Selected text >>

=-=-=

[Checkins] SVN: zope.index/trunk/ - Fixed a broken optimization in okascore.c: it was passing a Python

Shane Hathaway shane at hathawaymix.org
Sat Jul 25 06:26:02 EDT 2009


Log message for revision 102293:
  - Fixed a broken optimization in okascore.c: it was passing a Python
    float to the PyInt_AS_LONG() macro. This resulted in wrong scores,
    especially on 64 bit platforms, where all scores typically ended up
    being zero.
  
  - Changed okascore.c to produce the same results as its Python
    equivalent, reducing the brittleness of the text index tests.
  

Changed:
  U   zope.index/trunk/CHANGES.txt
  U   zope.index/trunk/src/zope/index/text/okascore.c
  U   zope.index/trunk/src/zope/index/text/textindex.txt

-=-
Modified: zope.index/trunk/CHANGES.txt
===================================================================
--- zope.index/trunk/CHANGES.txt	2009-07-25 07:48:34 UTC (rev 102292)
+++ zope.index/trunk/CHANGES.txt	2009-07-25 10:26:01 UTC (rev 102293)
@@ -4,8 +4,14 @@
 3.5.3 (unreleased)
 ------------------
 
-- ...
+- Fixed a broken optimization in okascore.c: it was passing a Python
+  float to the PyInt_AS_LONG() macro. This resulted in wrong scores,
+  especially on 64 bit platforms, where all scores typically ended up
+  being zero.
 
+- Changed okascore.c to produce the same results as its Python
+  equivalent, reducing the brittleness of the text index tests.
+
 3.5.2 (2009-06-09)
 ------------------
 

Modified: zope.index/trunk/src/zope/index/text/okascore.c
===================================================================
--- zope.index/trunk/src/zope/index/text/okascore.c	2009-07-25 07:48:34 UTC (rev 102292)
+++ zope.index/trunk/src/zope/index/text/okascore.c	2009-07-25 10:26:01 UTC (rev 102293)
@@ -63,7 +63,6 @@
 						   &idf, &meandoclen))
 		return NULL;
 
-	idf *= 1024.0;	/* float out part of the scaled_int computation */
 	n = PyObject_Length(d2fitems);
 	for (i = 0; i < n; ++i) {
 		PyObject *d_and_f;	/* d2f[i], a (d, f) pair */
@@ -72,7 +71,7 @@
 		PyObject *doclen;	/* ._docweight[d] */
 		double lenweight;
 		double tf;
-		PyObject *scaled_int;
+		PyObject *doc_score;
 		int status;
 
 		d_and_f = PySequence_GetItem(d2fitems, i);
@@ -93,17 +92,17 @@
 			Py_DECREF(d_and_f);
 			return NULL;
 		}
-		lenweight = B_FROM1 + B * PyInt_AS_LONG(doclen) / meandoclen;
+		lenweight = B_FROM1 + B * PyInt_AsLong(doclen) / meandoclen;
 
 		tf = f * K1_PLUS1 / (f + K1 * lenweight);
-		scaled_int = PyInt_FromLong((long)(tf * idf + 0.5));
-		if (scaled_int == NULL)
+		doc_score = PyFloat_FromDouble(tf * idf);
+		if (doc_score == NULL)

=-=-=

Job >>
Reproduce the commit notice above word for word, from "d_and_f = PySequence_GetItem(d2fitems, i);" to "(scaled_int == NULL)".

=-=-=

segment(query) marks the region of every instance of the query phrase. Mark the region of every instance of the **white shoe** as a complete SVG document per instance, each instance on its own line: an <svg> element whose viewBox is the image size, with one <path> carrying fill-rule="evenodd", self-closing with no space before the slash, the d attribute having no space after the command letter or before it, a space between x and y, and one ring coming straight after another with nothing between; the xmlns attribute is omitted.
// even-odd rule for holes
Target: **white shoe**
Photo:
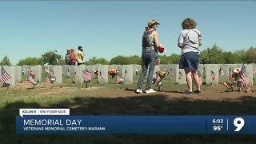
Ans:
<svg viewBox="0 0 256 144"><path fill-rule="evenodd" d="M150 89L150 90L146 90L146 94L155 93L155 92L157 92L157 91L155 91L155 90L153 90L153 89Z"/></svg>
<svg viewBox="0 0 256 144"><path fill-rule="evenodd" d="M142 90L137 89L136 93L143 93Z"/></svg>

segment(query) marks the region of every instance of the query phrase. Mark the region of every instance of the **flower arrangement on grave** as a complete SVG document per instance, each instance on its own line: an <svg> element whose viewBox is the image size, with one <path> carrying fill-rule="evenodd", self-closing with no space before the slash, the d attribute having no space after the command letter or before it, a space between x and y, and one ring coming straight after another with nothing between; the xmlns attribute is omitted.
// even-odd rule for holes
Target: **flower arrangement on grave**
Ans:
<svg viewBox="0 0 256 144"><path fill-rule="evenodd" d="M117 70L115 69L109 70L108 74L114 78L114 76L117 74Z"/></svg>
<svg viewBox="0 0 256 144"><path fill-rule="evenodd" d="M94 74L98 76L98 70L94 70Z"/></svg>
<svg viewBox="0 0 256 144"><path fill-rule="evenodd" d="M228 90L234 91L234 86L238 86L238 90L241 90L242 83L241 83L241 69L236 68L230 71L229 74L229 80L221 81L220 83L226 86Z"/></svg>

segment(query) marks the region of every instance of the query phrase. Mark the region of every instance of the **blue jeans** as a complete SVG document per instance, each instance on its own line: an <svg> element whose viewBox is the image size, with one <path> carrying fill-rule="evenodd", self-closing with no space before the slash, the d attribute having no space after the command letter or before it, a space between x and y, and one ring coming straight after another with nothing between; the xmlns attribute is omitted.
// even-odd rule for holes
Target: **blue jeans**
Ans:
<svg viewBox="0 0 256 144"><path fill-rule="evenodd" d="M154 70L155 66L155 58L142 58L142 73L138 79L138 89L141 90L143 84L144 78L146 74L147 69L150 66L149 74L147 77L146 90L151 88L152 78L154 74Z"/></svg>

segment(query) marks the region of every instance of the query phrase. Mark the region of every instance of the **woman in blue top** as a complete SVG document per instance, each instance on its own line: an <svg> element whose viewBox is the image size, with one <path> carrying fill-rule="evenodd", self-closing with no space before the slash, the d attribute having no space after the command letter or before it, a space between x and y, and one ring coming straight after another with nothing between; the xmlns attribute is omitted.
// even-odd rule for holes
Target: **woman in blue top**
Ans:
<svg viewBox="0 0 256 144"><path fill-rule="evenodd" d="M158 32L156 31L158 25L159 23L157 22L156 20L150 20L148 22L148 27L146 28L146 30L144 31L142 35L142 73L138 80L136 93L142 93L142 87L143 84L143 79L146 74L149 66L150 68L146 93L149 94L156 92L155 90L151 89L151 83L155 62L158 58L158 48L160 47L158 39Z"/></svg>
<svg viewBox="0 0 256 144"><path fill-rule="evenodd" d="M191 94L192 76L194 78L197 94L202 94L200 89L198 69L199 65L199 46L202 46L202 34L196 28L197 22L192 18L186 18L182 23L182 30L178 39L178 46L182 49L182 57L179 68L184 69L188 91L186 94Z"/></svg>

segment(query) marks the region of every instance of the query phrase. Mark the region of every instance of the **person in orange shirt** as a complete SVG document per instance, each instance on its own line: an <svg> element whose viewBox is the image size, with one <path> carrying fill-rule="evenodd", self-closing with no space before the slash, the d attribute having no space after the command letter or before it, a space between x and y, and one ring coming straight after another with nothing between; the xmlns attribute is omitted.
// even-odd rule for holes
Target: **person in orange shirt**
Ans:
<svg viewBox="0 0 256 144"><path fill-rule="evenodd" d="M71 51L71 58L70 58L70 65L75 65L76 62L76 54L73 48L70 49Z"/></svg>

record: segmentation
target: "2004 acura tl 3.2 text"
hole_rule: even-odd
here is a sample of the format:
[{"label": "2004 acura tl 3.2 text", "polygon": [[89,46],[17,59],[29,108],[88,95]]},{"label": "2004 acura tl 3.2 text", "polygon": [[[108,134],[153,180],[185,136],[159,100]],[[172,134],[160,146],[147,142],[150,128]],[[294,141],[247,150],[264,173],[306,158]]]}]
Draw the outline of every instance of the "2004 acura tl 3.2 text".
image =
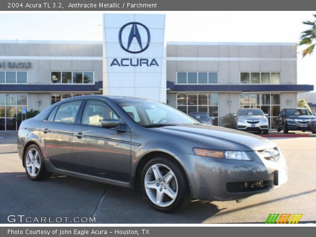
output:
[{"label": "2004 acura tl 3.2 text", "polygon": [[56,103],[21,123],[18,151],[32,180],[56,173],[139,189],[165,212],[192,199],[239,200],[268,192],[287,175],[273,142],[131,97]]}]

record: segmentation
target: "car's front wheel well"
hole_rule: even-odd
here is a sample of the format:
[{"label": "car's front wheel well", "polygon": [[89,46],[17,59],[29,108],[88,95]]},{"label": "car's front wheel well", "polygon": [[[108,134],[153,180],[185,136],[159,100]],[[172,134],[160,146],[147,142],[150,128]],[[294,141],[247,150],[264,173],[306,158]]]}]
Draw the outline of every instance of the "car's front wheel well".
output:
[{"label": "car's front wheel well", "polygon": [[145,155],[144,157],[143,157],[143,158],[141,158],[141,160],[138,162],[135,173],[134,185],[134,187],[133,187],[135,191],[140,191],[141,190],[140,176],[142,173],[142,170],[143,170],[144,166],[145,166],[146,164],[151,159],[159,157],[165,157],[171,159],[182,171],[183,174],[185,175],[186,178],[187,184],[188,184],[188,185],[189,185],[189,180],[188,179],[187,174],[185,171],[183,167],[182,167],[182,165],[181,165],[180,163],[177,160],[177,159],[176,159],[174,157],[173,157],[170,154],[165,153],[164,152],[153,152]]}]

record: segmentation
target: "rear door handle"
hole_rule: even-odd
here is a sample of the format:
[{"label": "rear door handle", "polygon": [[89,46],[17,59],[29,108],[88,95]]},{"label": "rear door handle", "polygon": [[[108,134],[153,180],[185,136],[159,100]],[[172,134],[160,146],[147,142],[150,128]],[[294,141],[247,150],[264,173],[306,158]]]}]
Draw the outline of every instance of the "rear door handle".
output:
[{"label": "rear door handle", "polygon": [[79,132],[78,133],[74,133],[74,136],[77,137],[78,138],[81,138],[81,137],[84,137],[84,135],[82,134],[82,133],[81,132]]}]

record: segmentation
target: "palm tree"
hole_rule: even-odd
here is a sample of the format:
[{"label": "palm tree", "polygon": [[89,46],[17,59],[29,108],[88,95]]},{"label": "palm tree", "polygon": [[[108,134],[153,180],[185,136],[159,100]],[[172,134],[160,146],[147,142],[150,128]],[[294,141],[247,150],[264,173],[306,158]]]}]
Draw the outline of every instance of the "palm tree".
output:
[{"label": "palm tree", "polygon": [[[316,14],[313,15],[316,18]],[[303,24],[311,26],[309,30],[303,31],[301,33],[300,40],[298,46],[305,45],[307,47],[302,51],[303,57],[307,54],[312,54],[316,44],[316,20],[314,21],[303,21]]]}]

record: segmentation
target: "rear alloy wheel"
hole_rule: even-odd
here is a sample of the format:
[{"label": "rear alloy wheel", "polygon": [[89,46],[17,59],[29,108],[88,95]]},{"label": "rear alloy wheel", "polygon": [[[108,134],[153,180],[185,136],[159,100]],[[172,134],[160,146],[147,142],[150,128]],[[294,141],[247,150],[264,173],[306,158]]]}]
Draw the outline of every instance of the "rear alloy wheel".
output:
[{"label": "rear alloy wheel", "polygon": [[24,155],[24,166],[26,174],[32,180],[48,178],[51,173],[45,169],[40,150],[36,145],[30,146]]},{"label": "rear alloy wheel", "polygon": [[143,194],[154,209],[171,212],[186,206],[190,192],[185,175],[170,159],[157,158],[145,166],[141,176]]}]

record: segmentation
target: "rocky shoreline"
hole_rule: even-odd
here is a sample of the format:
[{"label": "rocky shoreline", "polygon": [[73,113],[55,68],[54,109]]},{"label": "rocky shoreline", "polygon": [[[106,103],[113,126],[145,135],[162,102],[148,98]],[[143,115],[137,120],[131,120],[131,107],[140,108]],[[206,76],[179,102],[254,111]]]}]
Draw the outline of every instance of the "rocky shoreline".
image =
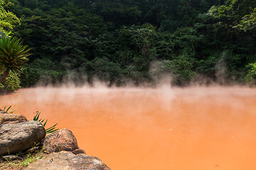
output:
[{"label": "rocky shoreline", "polygon": [[100,159],[80,149],[70,130],[64,128],[46,135],[41,123],[0,109],[0,169],[110,169]]}]

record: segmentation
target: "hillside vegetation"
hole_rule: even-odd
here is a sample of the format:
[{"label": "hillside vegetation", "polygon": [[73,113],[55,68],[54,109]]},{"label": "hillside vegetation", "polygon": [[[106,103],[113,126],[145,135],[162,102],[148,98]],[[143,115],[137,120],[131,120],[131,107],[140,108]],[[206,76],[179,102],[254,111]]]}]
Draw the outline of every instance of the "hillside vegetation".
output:
[{"label": "hillside vegetation", "polygon": [[11,35],[33,49],[23,87],[95,77],[139,85],[159,74],[178,86],[255,84],[255,1],[4,1],[20,19]]}]

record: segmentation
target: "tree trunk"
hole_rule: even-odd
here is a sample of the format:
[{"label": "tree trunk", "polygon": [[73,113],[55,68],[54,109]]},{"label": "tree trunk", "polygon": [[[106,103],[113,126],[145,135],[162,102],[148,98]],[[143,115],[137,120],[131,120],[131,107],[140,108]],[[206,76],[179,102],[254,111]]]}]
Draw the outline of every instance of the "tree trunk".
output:
[{"label": "tree trunk", "polygon": [[1,84],[4,81],[4,80],[7,77],[9,74],[9,69],[7,69],[4,72],[2,76],[0,79],[0,84]]}]

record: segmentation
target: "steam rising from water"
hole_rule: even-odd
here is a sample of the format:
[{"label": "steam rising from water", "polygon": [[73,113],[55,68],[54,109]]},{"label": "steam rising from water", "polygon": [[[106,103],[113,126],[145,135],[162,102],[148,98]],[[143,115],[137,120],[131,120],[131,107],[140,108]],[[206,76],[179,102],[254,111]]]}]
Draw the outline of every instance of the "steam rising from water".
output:
[{"label": "steam rising from water", "polygon": [[38,87],[0,96],[73,131],[113,170],[255,169],[256,91],[246,87]]}]

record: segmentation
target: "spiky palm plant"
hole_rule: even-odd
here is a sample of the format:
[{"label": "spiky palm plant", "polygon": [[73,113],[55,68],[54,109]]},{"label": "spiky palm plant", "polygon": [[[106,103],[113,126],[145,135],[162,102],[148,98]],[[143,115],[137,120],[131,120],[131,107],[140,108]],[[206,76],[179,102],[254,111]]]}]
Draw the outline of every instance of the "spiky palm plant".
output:
[{"label": "spiky palm plant", "polygon": [[31,50],[27,45],[21,45],[21,39],[16,37],[3,36],[0,39],[0,71],[4,72],[0,78],[0,84],[6,78],[10,71],[21,72],[23,64],[28,61],[27,57],[31,54]]}]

=-=-=

Response to the task >>
d_and_f = PySequence_GetItem(d2fitems, i);
@@ -93,17 +92,17 @@
 			Py_DECREF(d_and_f);
 			return NULL;
 		}
-		lenweight = B_FROM1 + B * PyInt_AS_LONG(doclen) / meandoclen;
+		lenweight = B_FROM1 + B * PyInt_AsLong(doclen) / meandoclen;
 
 		tf = f * K1_PLUS1 / (f + K1 * lenweight);
-		scaled_int = PyInt_FromLong((long)(tf * idf + 0.5));
-		if (scaled_int == NULL)